Главная страница ИД «Первого сентября»Главная страница газеты «Первое сентября»Содержание №3/2005

Четвертая тетрадь. Идеи. Судьбы. Времена

ЛЮБИМЫЙ ГОРОД N41
GENIO LOCI 

Алексей МИТРОФАНОВ

Ребенок в красной феске

Концертный зал Чайковского известен каждому москвичу.
Еще бы – вторая “классическая” музыкальная площадка города, идущая сразу после Консерватории. А в чьей-то иерархии и первая. Мало кому известно, что этот концертный зал возник благодаря сталинской репрессивной машине. Выстроен, можно сказать, на костях.
Раньше же здесь находился самый известный московский Театр имени Мейерхольда.

########

Задание A:
Найдите в листинге все строки со словом «railing» и перепишите их.
Отрывок и листинг друг с другом не связаны.

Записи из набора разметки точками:
########

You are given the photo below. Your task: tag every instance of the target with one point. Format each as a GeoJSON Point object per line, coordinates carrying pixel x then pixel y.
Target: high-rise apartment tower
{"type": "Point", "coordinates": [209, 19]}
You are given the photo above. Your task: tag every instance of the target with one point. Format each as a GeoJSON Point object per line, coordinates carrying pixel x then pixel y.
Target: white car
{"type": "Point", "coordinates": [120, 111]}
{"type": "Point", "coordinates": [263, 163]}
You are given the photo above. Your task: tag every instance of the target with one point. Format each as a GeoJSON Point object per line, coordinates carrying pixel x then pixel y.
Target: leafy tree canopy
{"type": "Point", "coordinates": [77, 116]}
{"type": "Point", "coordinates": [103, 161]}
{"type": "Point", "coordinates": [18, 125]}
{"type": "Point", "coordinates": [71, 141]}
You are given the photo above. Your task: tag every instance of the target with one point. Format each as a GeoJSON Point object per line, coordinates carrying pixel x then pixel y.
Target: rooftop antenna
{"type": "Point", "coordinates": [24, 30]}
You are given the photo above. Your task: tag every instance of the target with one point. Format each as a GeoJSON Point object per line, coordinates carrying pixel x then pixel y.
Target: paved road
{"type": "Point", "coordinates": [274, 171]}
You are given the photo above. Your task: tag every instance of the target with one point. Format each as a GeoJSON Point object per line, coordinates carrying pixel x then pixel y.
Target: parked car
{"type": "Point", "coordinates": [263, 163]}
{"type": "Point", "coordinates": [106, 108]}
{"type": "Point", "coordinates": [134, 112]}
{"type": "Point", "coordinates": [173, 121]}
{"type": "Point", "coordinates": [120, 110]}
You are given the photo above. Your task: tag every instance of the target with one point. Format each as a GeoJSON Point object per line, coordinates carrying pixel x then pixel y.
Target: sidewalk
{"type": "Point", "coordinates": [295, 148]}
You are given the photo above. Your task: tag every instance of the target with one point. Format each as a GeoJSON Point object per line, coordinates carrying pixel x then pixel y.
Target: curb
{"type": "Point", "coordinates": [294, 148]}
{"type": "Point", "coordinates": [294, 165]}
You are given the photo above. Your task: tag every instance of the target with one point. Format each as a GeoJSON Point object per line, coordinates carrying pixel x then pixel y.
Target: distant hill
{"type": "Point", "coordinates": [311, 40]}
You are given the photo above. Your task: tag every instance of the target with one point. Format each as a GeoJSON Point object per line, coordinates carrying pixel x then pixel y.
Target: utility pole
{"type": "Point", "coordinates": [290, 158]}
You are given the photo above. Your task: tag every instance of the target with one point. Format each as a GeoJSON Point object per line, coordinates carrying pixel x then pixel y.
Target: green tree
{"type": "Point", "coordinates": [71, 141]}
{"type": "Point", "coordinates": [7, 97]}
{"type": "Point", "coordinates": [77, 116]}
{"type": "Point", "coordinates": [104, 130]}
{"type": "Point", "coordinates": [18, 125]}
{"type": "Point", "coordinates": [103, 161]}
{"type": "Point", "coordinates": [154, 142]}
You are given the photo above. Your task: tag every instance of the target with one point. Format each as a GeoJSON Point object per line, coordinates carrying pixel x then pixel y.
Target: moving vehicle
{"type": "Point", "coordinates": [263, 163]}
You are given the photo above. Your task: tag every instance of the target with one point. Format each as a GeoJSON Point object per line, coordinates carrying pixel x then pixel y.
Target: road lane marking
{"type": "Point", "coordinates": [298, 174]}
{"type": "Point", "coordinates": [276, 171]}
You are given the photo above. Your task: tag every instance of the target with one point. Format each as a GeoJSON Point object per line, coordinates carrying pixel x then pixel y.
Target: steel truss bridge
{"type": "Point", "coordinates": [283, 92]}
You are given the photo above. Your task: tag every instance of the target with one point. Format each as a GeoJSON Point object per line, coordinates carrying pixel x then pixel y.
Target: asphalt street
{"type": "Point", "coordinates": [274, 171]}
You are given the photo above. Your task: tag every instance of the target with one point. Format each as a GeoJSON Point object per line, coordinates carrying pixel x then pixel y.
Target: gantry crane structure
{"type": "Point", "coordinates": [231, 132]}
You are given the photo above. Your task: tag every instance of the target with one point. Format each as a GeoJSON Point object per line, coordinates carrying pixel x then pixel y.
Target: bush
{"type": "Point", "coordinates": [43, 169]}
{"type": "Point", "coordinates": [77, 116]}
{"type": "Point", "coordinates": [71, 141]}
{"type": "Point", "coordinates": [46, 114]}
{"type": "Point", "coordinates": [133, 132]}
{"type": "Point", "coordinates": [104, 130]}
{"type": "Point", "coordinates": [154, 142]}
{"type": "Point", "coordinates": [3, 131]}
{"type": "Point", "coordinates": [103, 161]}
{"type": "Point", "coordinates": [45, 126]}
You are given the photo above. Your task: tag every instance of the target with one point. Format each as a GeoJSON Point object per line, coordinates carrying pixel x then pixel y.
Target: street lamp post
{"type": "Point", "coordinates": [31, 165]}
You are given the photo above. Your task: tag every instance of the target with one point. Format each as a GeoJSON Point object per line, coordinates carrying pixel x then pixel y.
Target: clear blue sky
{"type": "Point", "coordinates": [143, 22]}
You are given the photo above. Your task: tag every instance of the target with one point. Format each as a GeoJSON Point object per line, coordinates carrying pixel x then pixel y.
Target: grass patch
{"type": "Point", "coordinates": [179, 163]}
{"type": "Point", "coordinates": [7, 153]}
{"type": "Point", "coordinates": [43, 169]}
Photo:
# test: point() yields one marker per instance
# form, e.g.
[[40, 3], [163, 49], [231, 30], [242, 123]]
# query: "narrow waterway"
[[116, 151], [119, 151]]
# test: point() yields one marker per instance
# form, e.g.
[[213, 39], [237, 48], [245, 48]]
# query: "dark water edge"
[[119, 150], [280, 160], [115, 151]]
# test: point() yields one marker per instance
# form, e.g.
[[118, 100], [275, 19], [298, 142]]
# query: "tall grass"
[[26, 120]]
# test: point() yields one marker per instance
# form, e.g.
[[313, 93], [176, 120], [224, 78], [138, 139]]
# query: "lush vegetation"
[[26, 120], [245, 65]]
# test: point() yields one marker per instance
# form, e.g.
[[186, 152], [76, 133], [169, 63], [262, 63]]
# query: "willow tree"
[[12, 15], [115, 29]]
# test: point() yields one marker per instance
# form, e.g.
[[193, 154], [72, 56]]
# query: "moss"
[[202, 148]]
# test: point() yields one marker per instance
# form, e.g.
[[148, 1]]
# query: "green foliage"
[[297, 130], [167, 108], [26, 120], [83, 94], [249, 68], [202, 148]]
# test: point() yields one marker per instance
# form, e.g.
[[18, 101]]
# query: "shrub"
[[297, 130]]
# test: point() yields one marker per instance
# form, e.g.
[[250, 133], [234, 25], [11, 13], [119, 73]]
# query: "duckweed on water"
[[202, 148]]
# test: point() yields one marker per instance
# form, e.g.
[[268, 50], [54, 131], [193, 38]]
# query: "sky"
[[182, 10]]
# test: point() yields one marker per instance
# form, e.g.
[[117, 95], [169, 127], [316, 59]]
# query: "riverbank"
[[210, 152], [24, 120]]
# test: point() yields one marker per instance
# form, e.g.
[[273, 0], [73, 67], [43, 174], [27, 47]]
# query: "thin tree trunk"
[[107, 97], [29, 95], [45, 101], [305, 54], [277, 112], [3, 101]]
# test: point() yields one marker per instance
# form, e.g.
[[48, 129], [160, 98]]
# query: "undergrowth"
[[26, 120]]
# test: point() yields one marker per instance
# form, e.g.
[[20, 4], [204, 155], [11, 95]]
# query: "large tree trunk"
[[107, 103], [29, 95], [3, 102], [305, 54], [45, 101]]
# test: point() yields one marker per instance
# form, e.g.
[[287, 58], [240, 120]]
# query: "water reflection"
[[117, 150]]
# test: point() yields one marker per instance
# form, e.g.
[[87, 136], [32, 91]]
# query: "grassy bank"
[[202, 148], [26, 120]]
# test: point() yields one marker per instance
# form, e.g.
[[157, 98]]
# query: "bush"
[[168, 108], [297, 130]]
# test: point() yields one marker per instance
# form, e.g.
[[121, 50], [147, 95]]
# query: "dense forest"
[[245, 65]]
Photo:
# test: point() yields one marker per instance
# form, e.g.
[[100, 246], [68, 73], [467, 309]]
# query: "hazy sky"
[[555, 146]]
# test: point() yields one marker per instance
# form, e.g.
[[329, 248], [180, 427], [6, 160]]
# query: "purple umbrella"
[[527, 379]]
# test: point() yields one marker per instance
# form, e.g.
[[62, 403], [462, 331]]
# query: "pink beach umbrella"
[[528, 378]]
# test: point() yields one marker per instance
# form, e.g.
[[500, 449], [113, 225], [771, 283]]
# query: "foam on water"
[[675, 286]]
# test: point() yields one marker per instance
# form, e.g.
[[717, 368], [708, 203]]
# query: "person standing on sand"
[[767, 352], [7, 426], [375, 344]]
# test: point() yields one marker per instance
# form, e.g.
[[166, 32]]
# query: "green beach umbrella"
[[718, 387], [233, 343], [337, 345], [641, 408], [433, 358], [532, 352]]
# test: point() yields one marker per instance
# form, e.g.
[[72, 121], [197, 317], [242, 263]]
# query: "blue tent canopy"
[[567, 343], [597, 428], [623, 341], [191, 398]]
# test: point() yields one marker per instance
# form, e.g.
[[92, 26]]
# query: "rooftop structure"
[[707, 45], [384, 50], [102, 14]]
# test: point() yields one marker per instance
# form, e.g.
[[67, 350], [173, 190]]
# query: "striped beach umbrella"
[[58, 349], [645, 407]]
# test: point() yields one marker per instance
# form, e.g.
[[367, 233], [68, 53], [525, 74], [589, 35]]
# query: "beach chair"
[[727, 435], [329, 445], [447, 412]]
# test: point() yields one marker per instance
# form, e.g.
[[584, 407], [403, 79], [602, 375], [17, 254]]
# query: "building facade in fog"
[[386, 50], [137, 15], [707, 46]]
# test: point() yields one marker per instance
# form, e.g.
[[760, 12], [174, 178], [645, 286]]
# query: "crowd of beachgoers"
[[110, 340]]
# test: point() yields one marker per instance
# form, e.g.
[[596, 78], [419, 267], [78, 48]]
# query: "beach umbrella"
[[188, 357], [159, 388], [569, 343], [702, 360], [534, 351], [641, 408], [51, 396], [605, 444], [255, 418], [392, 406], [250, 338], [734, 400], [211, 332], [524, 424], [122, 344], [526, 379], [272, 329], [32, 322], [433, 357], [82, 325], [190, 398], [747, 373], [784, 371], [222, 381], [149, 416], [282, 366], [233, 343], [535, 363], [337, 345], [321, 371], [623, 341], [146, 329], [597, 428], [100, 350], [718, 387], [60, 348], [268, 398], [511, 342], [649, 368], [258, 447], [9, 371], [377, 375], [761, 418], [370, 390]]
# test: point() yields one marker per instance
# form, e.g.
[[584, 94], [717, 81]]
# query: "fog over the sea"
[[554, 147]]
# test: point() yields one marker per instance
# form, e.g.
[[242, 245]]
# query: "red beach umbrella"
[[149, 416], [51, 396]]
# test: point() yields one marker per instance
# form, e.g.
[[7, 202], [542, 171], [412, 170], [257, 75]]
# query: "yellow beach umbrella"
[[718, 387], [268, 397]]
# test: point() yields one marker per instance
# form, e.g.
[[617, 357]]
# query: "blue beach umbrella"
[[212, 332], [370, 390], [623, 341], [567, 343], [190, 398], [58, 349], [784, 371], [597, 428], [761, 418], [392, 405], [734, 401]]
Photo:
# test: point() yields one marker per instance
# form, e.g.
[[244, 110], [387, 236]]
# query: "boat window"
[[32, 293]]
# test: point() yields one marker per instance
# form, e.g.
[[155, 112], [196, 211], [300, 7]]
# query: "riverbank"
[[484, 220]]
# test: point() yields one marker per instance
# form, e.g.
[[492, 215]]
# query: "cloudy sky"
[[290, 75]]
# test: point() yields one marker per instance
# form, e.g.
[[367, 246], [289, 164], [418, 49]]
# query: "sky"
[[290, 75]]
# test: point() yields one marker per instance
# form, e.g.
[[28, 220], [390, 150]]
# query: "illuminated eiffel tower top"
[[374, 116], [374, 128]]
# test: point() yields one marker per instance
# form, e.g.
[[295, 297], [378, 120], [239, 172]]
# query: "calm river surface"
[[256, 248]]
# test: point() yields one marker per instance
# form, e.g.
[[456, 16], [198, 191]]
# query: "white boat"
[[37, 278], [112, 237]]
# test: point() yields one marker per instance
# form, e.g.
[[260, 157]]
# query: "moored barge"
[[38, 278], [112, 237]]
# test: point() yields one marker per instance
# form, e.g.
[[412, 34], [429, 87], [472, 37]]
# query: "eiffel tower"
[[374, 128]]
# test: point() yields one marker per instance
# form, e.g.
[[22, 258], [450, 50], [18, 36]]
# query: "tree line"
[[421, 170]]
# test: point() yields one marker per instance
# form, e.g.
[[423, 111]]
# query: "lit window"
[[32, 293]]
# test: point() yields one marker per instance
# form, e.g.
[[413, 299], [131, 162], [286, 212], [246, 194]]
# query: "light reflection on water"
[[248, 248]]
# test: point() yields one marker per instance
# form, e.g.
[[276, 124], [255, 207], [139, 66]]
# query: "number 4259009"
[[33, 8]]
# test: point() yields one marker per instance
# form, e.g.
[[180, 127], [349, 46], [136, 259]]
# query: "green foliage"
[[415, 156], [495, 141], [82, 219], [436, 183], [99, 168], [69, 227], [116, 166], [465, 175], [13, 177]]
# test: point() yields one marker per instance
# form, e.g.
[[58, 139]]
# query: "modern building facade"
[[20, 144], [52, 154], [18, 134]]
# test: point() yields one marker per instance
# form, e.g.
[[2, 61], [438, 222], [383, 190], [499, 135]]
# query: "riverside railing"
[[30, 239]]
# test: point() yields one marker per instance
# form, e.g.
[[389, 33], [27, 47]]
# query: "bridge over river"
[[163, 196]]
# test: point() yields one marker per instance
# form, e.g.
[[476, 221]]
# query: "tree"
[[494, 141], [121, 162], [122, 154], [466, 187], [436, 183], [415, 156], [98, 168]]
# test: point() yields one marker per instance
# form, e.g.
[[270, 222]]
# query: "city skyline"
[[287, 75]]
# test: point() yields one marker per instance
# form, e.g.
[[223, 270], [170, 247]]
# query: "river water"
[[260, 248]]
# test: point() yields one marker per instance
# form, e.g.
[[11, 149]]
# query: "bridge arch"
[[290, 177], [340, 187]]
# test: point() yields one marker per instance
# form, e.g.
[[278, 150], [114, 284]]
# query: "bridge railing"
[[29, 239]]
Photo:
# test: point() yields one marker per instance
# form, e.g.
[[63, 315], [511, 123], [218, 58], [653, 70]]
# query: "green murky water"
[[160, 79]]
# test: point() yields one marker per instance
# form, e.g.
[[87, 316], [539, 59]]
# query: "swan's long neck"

########

Задание B:
Какой театр, согласно отрывку о Концертном зале Чайковского, раньше располагался на его месте?

Полный ответ A:
# query: "riverside railing"
# query: "bridge railing"

Полный ответ B:
Самый известный московский Театр имени Мейерхольда.